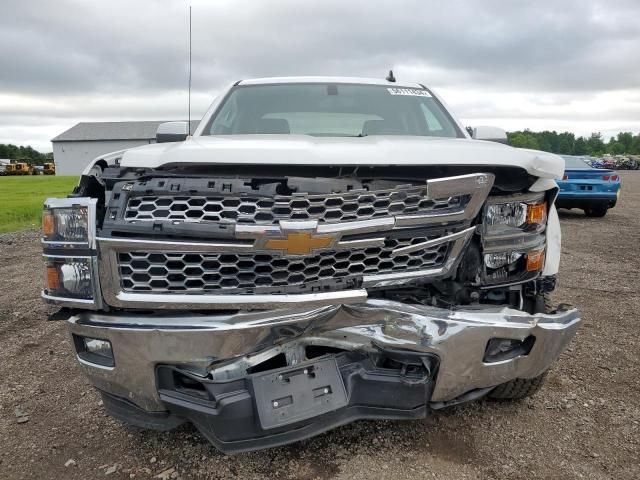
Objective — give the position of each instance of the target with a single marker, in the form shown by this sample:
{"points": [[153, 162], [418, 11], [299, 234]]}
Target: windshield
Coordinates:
{"points": [[576, 162], [332, 110]]}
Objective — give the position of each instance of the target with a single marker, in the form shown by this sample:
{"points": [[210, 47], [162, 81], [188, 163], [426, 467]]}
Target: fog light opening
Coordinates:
{"points": [[501, 349], [94, 350]]}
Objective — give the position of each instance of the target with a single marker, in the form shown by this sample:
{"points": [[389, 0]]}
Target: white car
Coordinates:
{"points": [[320, 250]]}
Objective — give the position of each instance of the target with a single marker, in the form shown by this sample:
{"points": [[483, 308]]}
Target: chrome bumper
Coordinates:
{"points": [[458, 338]]}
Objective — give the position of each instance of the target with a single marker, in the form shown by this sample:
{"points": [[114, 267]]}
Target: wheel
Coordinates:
{"points": [[519, 388], [595, 211]]}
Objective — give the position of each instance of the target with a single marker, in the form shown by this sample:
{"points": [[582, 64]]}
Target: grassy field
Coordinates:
{"points": [[21, 199]]}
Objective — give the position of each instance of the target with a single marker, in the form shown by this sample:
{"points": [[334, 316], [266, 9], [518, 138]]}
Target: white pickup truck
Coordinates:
{"points": [[320, 250]]}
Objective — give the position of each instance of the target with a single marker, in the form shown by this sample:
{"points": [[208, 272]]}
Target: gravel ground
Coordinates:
{"points": [[584, 423]]}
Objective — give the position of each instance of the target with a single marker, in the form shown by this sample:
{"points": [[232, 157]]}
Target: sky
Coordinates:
{"points": [[544, 65]]}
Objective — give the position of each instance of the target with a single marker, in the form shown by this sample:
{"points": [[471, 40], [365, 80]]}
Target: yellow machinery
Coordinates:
{"points": [[20, 168]]}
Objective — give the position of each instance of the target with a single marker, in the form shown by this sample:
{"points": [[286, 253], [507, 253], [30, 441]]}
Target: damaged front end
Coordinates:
{"points": [[263, 379], [268, 307]]}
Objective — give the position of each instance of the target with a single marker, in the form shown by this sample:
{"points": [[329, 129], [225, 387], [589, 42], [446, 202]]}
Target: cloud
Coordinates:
{"points": [[68, 61]]}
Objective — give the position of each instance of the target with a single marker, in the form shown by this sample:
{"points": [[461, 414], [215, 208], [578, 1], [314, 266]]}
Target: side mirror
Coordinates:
{"points": [[172, 132], [491, 134]]}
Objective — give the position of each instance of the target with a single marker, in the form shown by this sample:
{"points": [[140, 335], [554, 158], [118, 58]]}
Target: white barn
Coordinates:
{"points": [[76, 147]]}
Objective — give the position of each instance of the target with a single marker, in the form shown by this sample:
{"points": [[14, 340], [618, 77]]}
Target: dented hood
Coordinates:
{"points": [[371, 150]]}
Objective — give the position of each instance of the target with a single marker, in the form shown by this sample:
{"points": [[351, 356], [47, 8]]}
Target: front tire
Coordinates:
{"points": [[596, 212], [518, 388]]}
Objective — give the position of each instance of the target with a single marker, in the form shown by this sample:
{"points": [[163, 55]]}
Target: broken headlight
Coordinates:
{"points": [[509, 213], [68, 222], [69, 242], [513, 237]]}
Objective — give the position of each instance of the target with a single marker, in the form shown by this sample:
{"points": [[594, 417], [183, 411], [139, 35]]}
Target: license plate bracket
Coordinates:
{"points": [[293, 394]]}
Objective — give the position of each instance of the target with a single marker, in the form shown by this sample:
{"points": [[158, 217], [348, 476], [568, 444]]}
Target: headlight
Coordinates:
{"points": [[497, 260], [69, 241], [69, 222], [69, 277], [515, 214]]}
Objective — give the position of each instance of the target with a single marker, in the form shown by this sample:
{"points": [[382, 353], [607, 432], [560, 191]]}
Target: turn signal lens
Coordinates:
{"points": [[48, 223], [53, 278], [537, 213], [535, 260]]}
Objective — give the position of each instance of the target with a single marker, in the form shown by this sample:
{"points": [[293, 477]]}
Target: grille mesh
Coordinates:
{"points": [[226, 273], [360, 205]]}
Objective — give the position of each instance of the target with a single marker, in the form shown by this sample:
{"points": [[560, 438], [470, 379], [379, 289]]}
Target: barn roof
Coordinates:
{"points": [[87, 131]]}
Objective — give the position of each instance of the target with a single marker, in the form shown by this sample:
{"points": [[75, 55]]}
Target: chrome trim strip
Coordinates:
{"points": [[453, 258], [162, 245], [359, 226], [225, 302], [69, 302], [367, 242], [432, 243]]}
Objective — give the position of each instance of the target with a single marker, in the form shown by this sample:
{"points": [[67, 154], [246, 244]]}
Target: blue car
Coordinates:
{"points": [[594, 190]]}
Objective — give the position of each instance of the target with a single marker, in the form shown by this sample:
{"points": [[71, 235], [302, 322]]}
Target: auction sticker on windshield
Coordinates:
{"points": [[417, 92]]}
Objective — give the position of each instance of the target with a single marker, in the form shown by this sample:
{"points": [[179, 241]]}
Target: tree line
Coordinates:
{"points": [[567, 143], [27, 154]]}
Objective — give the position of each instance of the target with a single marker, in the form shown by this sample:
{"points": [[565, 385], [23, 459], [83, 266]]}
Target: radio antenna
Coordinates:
{"points": [[189, 107]]}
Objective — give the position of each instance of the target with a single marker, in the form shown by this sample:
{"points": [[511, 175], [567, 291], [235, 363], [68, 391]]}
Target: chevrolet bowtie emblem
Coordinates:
{"points": [[299, 243]]}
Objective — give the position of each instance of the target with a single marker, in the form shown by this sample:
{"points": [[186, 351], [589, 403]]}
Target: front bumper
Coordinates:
{"points": [[218, 350]]}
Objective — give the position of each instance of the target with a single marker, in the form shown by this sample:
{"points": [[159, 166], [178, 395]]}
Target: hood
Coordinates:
{"points": [[371, 150]]}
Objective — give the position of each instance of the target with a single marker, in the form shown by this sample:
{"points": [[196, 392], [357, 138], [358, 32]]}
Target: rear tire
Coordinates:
{"points": [[596, 211]]}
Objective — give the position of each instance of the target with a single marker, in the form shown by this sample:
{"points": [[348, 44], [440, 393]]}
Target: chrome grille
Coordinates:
{"points": [[234, 273], [357, 205]]}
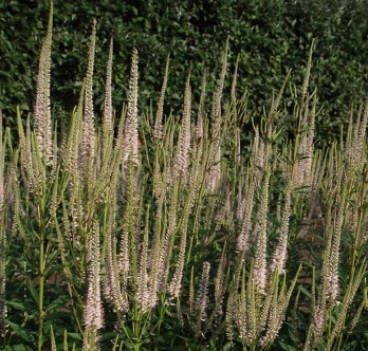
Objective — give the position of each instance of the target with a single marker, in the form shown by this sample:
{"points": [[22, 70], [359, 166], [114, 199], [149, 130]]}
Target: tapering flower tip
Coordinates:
{"points": [[2, 188], [108, 119], [214, 173], [202, 297], [182, 153], [89, 135], [42, 111], [157, 130], [131, 140]]}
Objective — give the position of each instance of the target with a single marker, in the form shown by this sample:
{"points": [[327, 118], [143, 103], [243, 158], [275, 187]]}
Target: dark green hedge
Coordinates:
{"points": [[270, 38]]}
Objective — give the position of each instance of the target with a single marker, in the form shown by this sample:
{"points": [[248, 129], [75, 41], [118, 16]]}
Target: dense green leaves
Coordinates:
{"points": [[270, 38]]}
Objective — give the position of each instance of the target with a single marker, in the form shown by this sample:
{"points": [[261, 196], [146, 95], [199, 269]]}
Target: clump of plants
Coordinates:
{"points": [[151, 232]]}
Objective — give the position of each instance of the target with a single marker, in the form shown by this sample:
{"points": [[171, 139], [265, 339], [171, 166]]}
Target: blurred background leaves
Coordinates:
{"points": [[270, 38]]}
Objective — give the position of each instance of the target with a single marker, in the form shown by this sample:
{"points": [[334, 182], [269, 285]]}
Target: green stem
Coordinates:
{"points": [[41, 289]]}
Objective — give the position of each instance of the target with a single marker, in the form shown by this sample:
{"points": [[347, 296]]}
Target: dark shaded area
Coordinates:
{"points": [[270, 38]]}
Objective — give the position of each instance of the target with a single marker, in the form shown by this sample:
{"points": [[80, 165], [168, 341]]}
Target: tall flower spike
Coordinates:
{"points": [[157, 130], [2, 233], [93, 311], [42, 111], [108, 117], [131, 123], [89, 135], [181, 162]]}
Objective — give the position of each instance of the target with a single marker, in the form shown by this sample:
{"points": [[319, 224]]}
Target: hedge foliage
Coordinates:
{"points": [[269, 37]]}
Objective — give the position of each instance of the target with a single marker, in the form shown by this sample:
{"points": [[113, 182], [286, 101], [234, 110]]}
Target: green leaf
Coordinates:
{"points": [[33, 292], [23, 333], [17, 305], [19, 347]]}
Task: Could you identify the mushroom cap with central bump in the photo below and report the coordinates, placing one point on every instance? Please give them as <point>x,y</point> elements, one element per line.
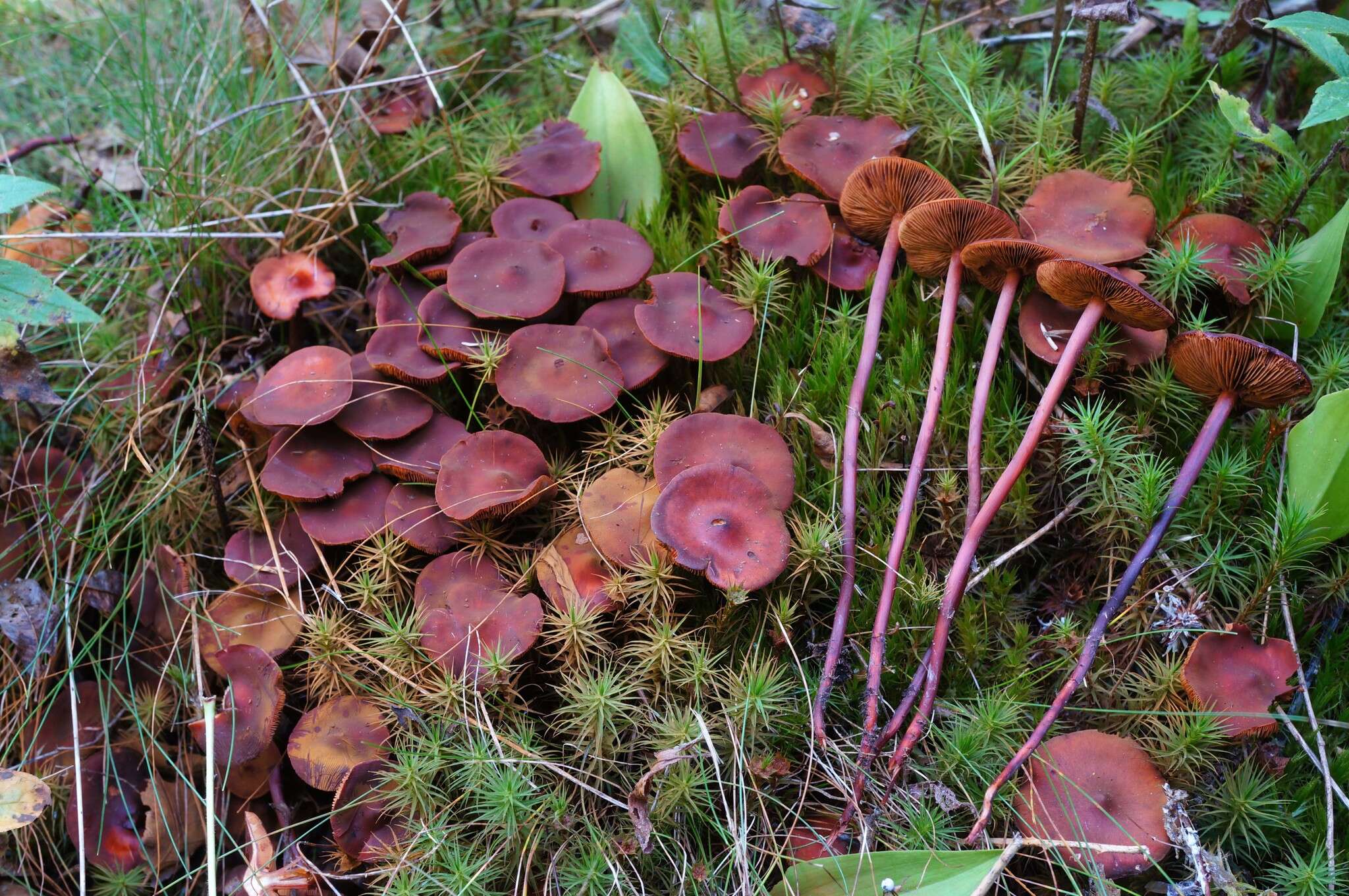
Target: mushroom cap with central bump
<point>1216,363</point>
<point>722,521</point>
<point>727,438</point>
<point>795,228</point>
<point>935,230</point>
<point>1097,789</point>
<point>559,373</point>
<point>333,737</point>
<point>283,282</point>
<point>881,190</point>
<point>1085,216</point>
<point>722,145</point>
<point>491,473</point>
<point>602,257</point>
<point>497,278</point>
<point>422,229</point>
<point>825,150</point>
<point>1077,283</point>
<point>306,387</point>
<point>692,320</point>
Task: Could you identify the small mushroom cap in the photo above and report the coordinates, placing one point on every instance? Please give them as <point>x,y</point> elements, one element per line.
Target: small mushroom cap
<point>690,319</point>
<point>491,473</point>
<point>304,388</point>
<point>825,150</point>
<point>499,278</point>
<point>935,230</point>
<point>722,521</point>
<point>881,190</point>
<point>557,161</point>
<point>283,282</point>
<point>314,463</point>
<point>1085,216</point>
<point>333,737</point>
<point>796,228</point>
<point>1100,789</point>
<point>722,145</point>
<point>617,515</point>
<point>422,229</point>
<point>602,257</point>
<point>615,320</point>
<point>1077,283</point>
<point>1233,675</point>
<point>727,438</point>
<point>1217,363</point>
<point>529,219</point>
<point>989,261</point>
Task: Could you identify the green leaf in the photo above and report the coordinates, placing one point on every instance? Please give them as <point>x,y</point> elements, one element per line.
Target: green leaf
<point>1238,112</point>
<point>26,297</point>
<point>630,167</point>
<point>914,872</point>
<point>1318,465</point>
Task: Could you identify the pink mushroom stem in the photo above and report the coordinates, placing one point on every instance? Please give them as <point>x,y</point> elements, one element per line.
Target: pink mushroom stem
<point>960,573</point>
<point>1194,460</point>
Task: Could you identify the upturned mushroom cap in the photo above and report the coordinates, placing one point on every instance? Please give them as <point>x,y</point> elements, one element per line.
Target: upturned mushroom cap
<point>727,438</point>
<point>795,228</point>
<point>935,230</point>
<point>1097,789</point>
<point>529,219</point>
<point>304,388</point>
<point>314,463</point>
<point>602,257</point>
<point>881,190</point>
<point>690,319</point>
<point>1077,283</point>
<point>491,473</point>
<point>1085,216</point>
<point>825,150</point>
<point>559,373</point>
<point>1216,363</point>
<point>283,282</point>
<point>422,229</point>
<point>333,737</point>
<point>1233,675</point>
<point>615,320</point>
<point>722,145</point>
<point>499,278</point>
<point>556,161</point>
<point>722,521</point>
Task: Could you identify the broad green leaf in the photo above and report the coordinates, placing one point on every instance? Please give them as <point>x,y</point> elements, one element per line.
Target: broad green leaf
<point>1318,465</point>
<point>912,872</point>
<point>629,165</point>
<point>1238,112</point>
<point>26,297</point>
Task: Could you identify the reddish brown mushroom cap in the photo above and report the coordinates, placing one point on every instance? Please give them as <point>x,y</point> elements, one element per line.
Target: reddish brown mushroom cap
<point>499,278</point>
<point>283,282</point>
<point>422,229</point>
<point>602,257</point>
<point>825,150</point>
<point>491,473</point>
<point>690,319</point>
<point>1097,789</point>
<point>559,373</point>
<point>796,228</point>
<point>333,737</point>
<point>1238,678</point>
<point>1089,217</point>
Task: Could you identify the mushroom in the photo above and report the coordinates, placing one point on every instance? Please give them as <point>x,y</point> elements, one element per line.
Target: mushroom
<point>723,522</point>
<point>491,473</point>
<point>559,373</point>
<point>1232,372</point>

▬▬▬▬▬▬▬▬▬▬

— Objective —
Format the items from the line containing "Task: Could you identify the pink" through the line containing "<point>1194,460</point>", both included, as a two-column CSV with the header text,answer. Give one row per item, put each value in a quoted field, and replace line breaks with spaces.

— Task solution —
text,answer
"Task: Could you identify the pink mushroom stem in the photo above and report the coordinates, placing one point on every instance? Please give them as <point>x,y</point> elements, one element per line. Target: pink mushroom stem","<point>960,573</point> <point>1194,460</point>"